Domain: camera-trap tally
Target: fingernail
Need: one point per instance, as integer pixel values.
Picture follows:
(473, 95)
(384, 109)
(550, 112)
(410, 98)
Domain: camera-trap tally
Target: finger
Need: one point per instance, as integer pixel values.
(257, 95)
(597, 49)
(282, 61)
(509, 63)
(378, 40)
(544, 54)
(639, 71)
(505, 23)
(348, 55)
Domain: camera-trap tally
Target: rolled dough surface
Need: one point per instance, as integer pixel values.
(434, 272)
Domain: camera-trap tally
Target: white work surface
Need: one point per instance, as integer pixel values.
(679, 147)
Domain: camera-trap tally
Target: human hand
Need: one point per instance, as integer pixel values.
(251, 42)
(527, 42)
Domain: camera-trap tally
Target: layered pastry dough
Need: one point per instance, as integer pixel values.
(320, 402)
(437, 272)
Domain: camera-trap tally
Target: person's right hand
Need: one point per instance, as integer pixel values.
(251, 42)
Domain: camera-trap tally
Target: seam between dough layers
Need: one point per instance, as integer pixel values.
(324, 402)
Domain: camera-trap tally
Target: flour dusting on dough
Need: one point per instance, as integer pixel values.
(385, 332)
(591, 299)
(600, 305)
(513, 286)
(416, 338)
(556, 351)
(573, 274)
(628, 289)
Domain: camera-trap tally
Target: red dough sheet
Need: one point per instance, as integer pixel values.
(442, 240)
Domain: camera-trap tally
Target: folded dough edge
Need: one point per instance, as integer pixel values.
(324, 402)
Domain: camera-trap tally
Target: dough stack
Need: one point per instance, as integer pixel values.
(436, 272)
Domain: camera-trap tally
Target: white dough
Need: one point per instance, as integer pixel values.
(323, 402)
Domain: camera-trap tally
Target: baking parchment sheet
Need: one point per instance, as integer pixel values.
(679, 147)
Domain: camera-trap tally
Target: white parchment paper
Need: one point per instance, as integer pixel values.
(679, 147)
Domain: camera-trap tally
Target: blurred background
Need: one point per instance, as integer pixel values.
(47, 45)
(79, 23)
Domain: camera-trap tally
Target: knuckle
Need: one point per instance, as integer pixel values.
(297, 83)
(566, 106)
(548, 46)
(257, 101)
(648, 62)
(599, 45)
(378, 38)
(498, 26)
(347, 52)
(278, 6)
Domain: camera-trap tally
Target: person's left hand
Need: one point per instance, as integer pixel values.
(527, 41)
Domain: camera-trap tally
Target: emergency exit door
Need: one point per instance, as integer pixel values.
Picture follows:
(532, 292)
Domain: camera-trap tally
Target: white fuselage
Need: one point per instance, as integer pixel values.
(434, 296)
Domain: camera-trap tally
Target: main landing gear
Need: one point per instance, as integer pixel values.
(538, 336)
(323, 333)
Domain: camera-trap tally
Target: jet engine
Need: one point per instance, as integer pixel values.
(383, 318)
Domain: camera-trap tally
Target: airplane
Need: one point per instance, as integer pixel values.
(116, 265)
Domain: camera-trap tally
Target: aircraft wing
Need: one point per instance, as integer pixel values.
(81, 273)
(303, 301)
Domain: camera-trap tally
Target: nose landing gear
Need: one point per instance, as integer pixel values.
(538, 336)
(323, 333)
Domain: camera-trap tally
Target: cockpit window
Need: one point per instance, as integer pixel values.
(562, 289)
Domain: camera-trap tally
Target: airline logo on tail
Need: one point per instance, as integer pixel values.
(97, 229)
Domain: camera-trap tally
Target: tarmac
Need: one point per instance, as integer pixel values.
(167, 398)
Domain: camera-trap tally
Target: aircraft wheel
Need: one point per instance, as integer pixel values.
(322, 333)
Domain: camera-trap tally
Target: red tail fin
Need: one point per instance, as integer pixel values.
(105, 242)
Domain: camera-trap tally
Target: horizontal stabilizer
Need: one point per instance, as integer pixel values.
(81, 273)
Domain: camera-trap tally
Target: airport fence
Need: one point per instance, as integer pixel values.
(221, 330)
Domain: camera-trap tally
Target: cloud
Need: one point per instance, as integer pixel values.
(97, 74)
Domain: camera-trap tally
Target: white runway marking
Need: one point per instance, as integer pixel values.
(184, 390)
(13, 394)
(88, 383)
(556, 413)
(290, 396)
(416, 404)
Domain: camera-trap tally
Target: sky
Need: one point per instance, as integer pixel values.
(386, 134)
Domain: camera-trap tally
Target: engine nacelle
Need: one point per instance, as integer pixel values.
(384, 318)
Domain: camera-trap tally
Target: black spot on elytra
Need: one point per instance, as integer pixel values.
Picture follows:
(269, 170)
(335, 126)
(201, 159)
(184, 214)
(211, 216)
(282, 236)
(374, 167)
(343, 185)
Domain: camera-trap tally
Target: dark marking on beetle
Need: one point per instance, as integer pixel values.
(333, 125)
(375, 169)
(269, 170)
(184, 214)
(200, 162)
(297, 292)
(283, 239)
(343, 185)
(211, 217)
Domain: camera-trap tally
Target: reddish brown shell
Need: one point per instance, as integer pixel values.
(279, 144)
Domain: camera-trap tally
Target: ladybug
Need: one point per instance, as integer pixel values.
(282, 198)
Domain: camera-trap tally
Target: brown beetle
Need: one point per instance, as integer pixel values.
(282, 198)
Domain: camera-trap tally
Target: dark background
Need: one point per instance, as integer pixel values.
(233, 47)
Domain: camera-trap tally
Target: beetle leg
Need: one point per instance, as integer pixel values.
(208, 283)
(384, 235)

### [What the task asks]
Reproduce all data above, unchanged.

### [Reply]
Domain: camera-trap tally
Target: fingernail
Need: one point per instance, as integer pixel values.
Picture follows:
(473, 95)
(384, 109)
(550, 112)
(410, 98)
Domain: camera-trap tally
Target: finger
Need: one point per instance, as integer pixel values.
(257, 95)
(597, 49)
(282, 61)
(509, 63)
(378, 40)
(544, 54)
(639, 71)
(505, 23)
(348, 55)
Domain: camera-trap tally
Target: rolled dough surface
Need: one point per instance, as integer pixel values.
(434, 272)
Domain: camera-trap tally
Target: white work surface
Need: one point per instance, as integer pixel values.
(679, 147)
Domain: camera-trap tally
Target: human hand
Need: one point per instance, as integer pixel values.
(251, 42)
(527, 42)
Domain: camera-trap tally
Target: layered pastry dough
Need: one point per instance, as integer pixel values.
(320, 402)
(437, 272)
Domain: camera-trap tally
Target: person's right hand
Need: one point per instance, as integer pixel values.
(251, 42)
Domain: camera-trap tally
Target: seam between dough layers
Need: one point per instance, as integer pixel values.
(324, 402)
Domain: camera-trap tally
Target: flour dusting on dough
Need: one point per instance, as integer pixel values.
(385, 332)
(591, 299)
(600, 305)
(513, 286)
(416, 338)
(556, 351)
(573, 274)
(628, 289)
Domain: camera-trap tally
Target: red dough sheet
Need: one point per instance, as integer pixel values.
(442, 240)
Domain: camera-trap tally
Target: folded dough edge
Need: one point per instance, as integer pixel values.
(324, 402)
Domain: camera-trap tally
Target: dough stack
Need: one point per instance, as integer pixel values.
(436, 272)
Domain: camera-trap tally
Target: white dough
Need: one point per instance, as integer pixel values.
(323, 402)
Domain: camera-trap tally
Target: baking parchment sheet
Need: one point per instance, as integer pixel values.
(679, 147)
Domain: camera-trap tally
Target: white parchment paper
Need: one point per instance, as integer pixel values.
(679, 147)
Domain: camera-trap tally
Target: blurred background
Need: one point per instance, as integer pixel values.
(47, 45)
(79, 23)
Domain: camera-trap tally
Target: knuckle
Need: one point per instance, as integer pixel values.
(297, 83)
(566, 106)
(548, 46)
(257, 101)
(648, 62)
(599, 45)
(378, 38)
(498, 26)
(347, 52)
(278, 6)
Domain: camera-trap tally
Target: person's left hand
Need: one point per instance, as integer pixel values.
(527, 41)
Domain: camera-trap tally
Target: emergency exit door
Need: one point per instance, as integer pixel values.
Picture follows:
(532, 292)
Domain: camera-trap tally
Target: white fuselage
Need: one point per instance, as integer pixel values.
(434, 296)
Domain: camera-trap tally
Target: main landing gear
Need: one point per instance, as integer pixel values.
(538, 336)
(323, 333)
Domain: camera-trap tally
Target: jet engine
Need: one point per instance, as integer pixel values.
(383, 318)
Domain: camera-trap tally
Target: airplane
Need: one point per instance, as integer pixel values.
(116, 265)
Domain: camera-trap tally
Target: aircraft wing
Need: one point per instance, as integer pixel values.
(81, 273)
(303, 301)
Domain: camera-trap tally
Target: nose landing gear
Need: one point per instance, as integer pixel values.
(538, 336)
(323, 333)
Domain: camera-trap tally
Target: cockpit window
Need: one point per instance, as integer pixel values.
(562, 289)
Domain: camera-trap tally
Target: airline logo on tail
Need: one point per instance, as integer pixel values.
(97, 229)
Domain: camera-trap tally
Target: tarmac
Need: one point per instance, as integer pixel values.
(167, 398)
Domain: camera-trap tally
Target: aircraft wheel
Need: one point per instance, as integer pixel values.
(322, 333)
Domain: camera-trap tally
Target: red tail fin
Need: one point per instance, as integer pixel values.
(105, 242)
Domain: camera-trap tally
Target: horizontal stabilizer
Need: one point per instance, as integer pixel values.
(81, 273)
Domain: camera-trap tally
Target: airport fence
Need: one point per instance, as integer pixel values.
(221, 330)
Domain: camera-trap tally
Target: cloud
Need: one point per instance, as integer pixel values.
(97, 74)
Domain: camera-trap tally
Target: white runway marking
Need: one point per instance, as integer pixel values.
(184, 390)
(13, 394)
(88, 383)
(556, 413)
(290, 396)
(416, 404)
Domain: camera-trap tally
Target: sky
Need: one point per instance, as integer pixel values.
(386, 134)
Domain: camera-trap tally
Target: engine nacelle
Need: one point per instance, as integer pixel values.
(384, 318)
Domain: camera-trap tally
Target: black spot on elytra
Need: one point per instance, as integer pixel values.
Picture follows:
(269, 170)
(335, 126)
(201, 159)
(184, 214)
(211, 216)
(282, 236)
(374, 167)
(343, 185)
Domain: camera-trap tally
Target: dark marking on beetle
Need: one point per instance, as integer pixel values.
(333, 125)
(375, 169)
(269, 170)
(184, 214)
(200, 162)
(297, 292)
(283, 239)
(343, 185)
(211, 217)
Domain: camera-trap tally
Target: reddish brown shell
Need: one point per instance, as integer pixel values.
(279, 144)
Domain: camera-trap tally
Target: ladybug
Need: one point per instance, as integer pixel values.
(282, 198)
Domain: camera-trap tally
Target: brown beetle
Need: one point per instance, as integer pixel values.
(282, 198)
Domain: camera-trap tally
Target: dark background
Need: one point per instance, as integer pixel values.
(233, 47)
Domain: camera-trap tally
Target: beetle leg
Need: one point per instance, as integer pixel values.
(208, 283)
(384, 235)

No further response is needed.